Each record below should be written out again exactly as given.

■ Extracted records:
● ● ● ● ●

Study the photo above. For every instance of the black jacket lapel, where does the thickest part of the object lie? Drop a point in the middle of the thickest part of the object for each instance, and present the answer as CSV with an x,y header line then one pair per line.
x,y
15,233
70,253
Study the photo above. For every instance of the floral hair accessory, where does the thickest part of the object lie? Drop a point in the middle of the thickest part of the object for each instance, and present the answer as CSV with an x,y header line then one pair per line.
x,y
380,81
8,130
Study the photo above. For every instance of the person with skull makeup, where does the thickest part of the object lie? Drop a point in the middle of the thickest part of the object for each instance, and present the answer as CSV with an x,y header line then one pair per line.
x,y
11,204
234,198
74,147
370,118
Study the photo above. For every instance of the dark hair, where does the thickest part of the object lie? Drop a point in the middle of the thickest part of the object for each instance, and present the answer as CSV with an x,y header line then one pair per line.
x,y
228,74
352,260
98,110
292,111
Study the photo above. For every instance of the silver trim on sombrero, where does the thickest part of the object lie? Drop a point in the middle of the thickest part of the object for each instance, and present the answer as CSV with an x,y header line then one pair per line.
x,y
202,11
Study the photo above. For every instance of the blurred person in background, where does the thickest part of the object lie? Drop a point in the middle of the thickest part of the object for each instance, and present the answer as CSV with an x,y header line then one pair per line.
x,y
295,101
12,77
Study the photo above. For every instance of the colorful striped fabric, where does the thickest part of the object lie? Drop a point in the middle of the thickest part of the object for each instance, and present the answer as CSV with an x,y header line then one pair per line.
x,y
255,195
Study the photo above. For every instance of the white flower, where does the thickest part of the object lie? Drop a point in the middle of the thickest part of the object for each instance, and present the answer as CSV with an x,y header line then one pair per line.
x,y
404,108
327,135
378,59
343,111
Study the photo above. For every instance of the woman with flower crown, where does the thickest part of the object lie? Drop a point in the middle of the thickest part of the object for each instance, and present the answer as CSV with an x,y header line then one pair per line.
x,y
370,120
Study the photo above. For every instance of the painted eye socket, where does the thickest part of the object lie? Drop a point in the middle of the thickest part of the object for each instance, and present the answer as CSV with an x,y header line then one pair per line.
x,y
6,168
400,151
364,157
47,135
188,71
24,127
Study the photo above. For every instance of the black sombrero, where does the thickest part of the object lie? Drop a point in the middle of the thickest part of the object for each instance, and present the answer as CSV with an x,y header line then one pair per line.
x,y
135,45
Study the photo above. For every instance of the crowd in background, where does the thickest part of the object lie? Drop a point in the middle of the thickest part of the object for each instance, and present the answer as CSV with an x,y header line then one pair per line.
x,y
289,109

● ● ● ● ●

■ Written response:
Study the photo above. For every instance of the black jacket lapel, where does the thickest part of the object lie? Drop a point in the middle of the thickest part of the object for each instance, and present the answer as CSV with an x,y header line then one pair per line.
x,y
15,233
70,253
Study the photo above. For every instance of the floral hair accessory, where does the thickest part of the object lie? Drop a point in the middle of the thickest part of the object for each instance, and present the answer as CSV with an x,y header line then one pair per line.
x,y
380,81
8,130
Study the photo above. For every instance of the person with skull makeup, where does the thickest part of the object lie? Drop a point in the middle of the thickest part of the object for each instance, and present the answer as CSV with an x,y header line then one pair per line.
x,y
11,204
234,198
74,147
370,118
Study the photo above. For every instance of the dark hair, where does the thickest part of the object lie? Drop a point in the middle of the thickest part of the object for each instance, and present the answer as CSV with an x,y header line then one pair per line.
x,y
228,74
352,260
98,110
292,111
Study the photo above. For every instance of the silver trim on sombrero, where does the thickest part of the object lie? Drop a point in the middle of the thickest part of the object for each instance, and present the answer as CSV with an x,y header line then one pair per line.
x,y
202,11
Study the photo above. For every instance of the blurred person in background, where does the thickest part of the object lie? Drop a point in the middle of the thickest part of the object for each instance, and present the answer as CSV with an x,y header line then one pair per line.
x,y
295,101
12,77
Study the photo above. For every instance of the colorful striped fabric, where does the thickest part of the object lie? Drop a point in the middle of the thickest part of the object for each instance, and present the answer as CSV with an x,y header line then one pair per line.
x,y
255,195
Study the photo above. For every instance of the white flower, where does the thickest part of the object lie? Drop a point in the middle of the thickest part of the object for each instance, and present the answer as CSV with an x,y header line then one pair per line.
x,y
404,108
327,135
378,59
343,111
Study the photo above. For every instance of the woman with flower crown, where does the thickest part of the object lie? Drop a point in the middle of the thickest part of the object for each instance, and present the answer as CSV with an x,y header line then one pair per line.
x,y
370,120
Study the photo above. For every instance of the painted eye socket, where does the thickest part of the object lie? Drop a point in the middle of the thickest part of the object for each instance, and present the answer as CSV with an x,y header line then one pair per line.
x,y
6,168
400,151
364,157
47,135
188,71
24,127
Study the photo above. For every instance of the black sombrero, where does the thickest part of the object lie? Drop a point in the middle of the thickest part of the object for each instance, and present the answer as CSV with an x,y header line then one pair per line.
x,y
135,45
Study the photo above. For every instance of the crowd in background, where does the thickest part of the object lie? Drop a point in the middle of the thickest part of the object for each instance, and present the answer as CSV with an x,y header line then one pair per line.
x,y
289,109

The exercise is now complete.